• **Problem statement**: Every record must be copied exactly. Leave nothing out.

Saved entries
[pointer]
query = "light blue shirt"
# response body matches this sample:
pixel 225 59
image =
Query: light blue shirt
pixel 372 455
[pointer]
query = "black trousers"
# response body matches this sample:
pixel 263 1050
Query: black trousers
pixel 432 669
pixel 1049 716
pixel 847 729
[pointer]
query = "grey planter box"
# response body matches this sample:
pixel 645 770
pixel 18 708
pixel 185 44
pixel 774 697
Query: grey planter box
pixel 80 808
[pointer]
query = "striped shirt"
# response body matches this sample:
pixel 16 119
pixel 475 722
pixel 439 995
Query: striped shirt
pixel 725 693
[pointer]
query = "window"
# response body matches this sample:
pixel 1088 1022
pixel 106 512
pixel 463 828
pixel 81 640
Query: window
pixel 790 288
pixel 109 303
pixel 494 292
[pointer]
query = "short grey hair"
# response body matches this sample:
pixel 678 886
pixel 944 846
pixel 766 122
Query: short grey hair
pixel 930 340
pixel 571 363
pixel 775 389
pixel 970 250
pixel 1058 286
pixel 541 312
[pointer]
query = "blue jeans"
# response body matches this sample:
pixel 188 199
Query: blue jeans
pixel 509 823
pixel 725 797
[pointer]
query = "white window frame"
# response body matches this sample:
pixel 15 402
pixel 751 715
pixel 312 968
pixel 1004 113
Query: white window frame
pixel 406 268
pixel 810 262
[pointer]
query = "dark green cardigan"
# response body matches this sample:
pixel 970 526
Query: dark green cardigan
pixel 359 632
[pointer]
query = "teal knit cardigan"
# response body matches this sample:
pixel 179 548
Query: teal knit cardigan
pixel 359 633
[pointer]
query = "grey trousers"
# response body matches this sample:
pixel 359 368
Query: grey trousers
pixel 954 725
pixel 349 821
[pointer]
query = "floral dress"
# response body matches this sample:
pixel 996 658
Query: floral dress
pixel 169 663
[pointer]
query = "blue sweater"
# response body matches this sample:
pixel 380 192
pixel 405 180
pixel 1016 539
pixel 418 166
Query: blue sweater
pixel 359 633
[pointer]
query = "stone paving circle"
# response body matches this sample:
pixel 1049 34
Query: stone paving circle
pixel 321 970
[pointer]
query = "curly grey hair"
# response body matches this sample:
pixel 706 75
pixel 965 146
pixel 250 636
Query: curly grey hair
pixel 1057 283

• **Result of the exercise**:
[pointer]
query = "light blue shirt"
# response body matches this sample:
pixel 225 59
image =
Query: light blue shirt
pixel 372 455
[pointer]
query = "black trousers"
# response body matches this sample:
pixel 263 1050
Query: black trousers
pixel 432 669
pixel 1049 716
pixel 847 729
[pointer]
query = "grey planter box"
# response body matches this sample:
pixel 645 770
pixel 18 708
pixel 185 44
pixel 774 697
Query: grey planter box
pixel 80 808
[pointer]
query = "striped shirt"
# response body matches this sample:
pixel 16 119
pixel 475 722
pixel 439 995
Query: striped shirt
pixel 725 693
[pointer]
query = "window"
# response body matches this sample:
pixel 1088 1022
pixel 106 512
pixel 463 828
pixel 81 640
Query: window
pixel 790 288
pixel 109 303
pixel 494 292
[pointer]
query = "short grey hair"
# response body matches this sample:
pixel 678 886
pixel 944 846
pixel 766 122
Query: short grey hair
pixel 930 340
pixel 571 363
pixel 775 389
pixel 970 250
pixel 1058 286
pixel 541 312
[pointer]
query = "blue jeans"
# response body matches this sample:
pixel 188 199
Query: blue jeans
pixel 509 823
pixel 725 797
[pointer]
query = "white window frame"
# response body matches this sample:
pixel 15 402
pixel 751 715
pixel 312 968
pixel 1004 113
Query: white window frame
pixel 406 268
pixel 810 262
[pointer]
query = "dark green cardigan"
# response body matches this sample:
pixel 970 526
Query: dark green cardigan
pixel 359 632
[pointer]
query = "teal knit cardigan"
# response body matches this sample:
pixel 179 548
Query: teal knit cardigan
pixel 359 633
[pointer]
query = "grey trousers"
# response body matches this sample:
pixel 359 368
Query: grey trousers
pixel 954 725
pixel 349 821
[pointer]
query = "floral dress"
# response body matches this sample:
pixel 996 658
Query: floral dress
pixel 169 663
[pointer]
query = "blue sweater"
# response body matches this sample:
pixel 380 192
pixel 405 180
pixel 1016 539
pixel 418 166
Query: blue sweater
pixel 359 633
[pointer]
query = "stone paving circle"
# response body matches this sample:
pixel 1049 34
Query: stone paving circle
pixel 321 970
[pointer]
query = "curly grey hair"
# response body matches this sample:
pixel 706 75
pixel 965 146
pixel 250 636
Query: curly grey hair
pixel 1057 283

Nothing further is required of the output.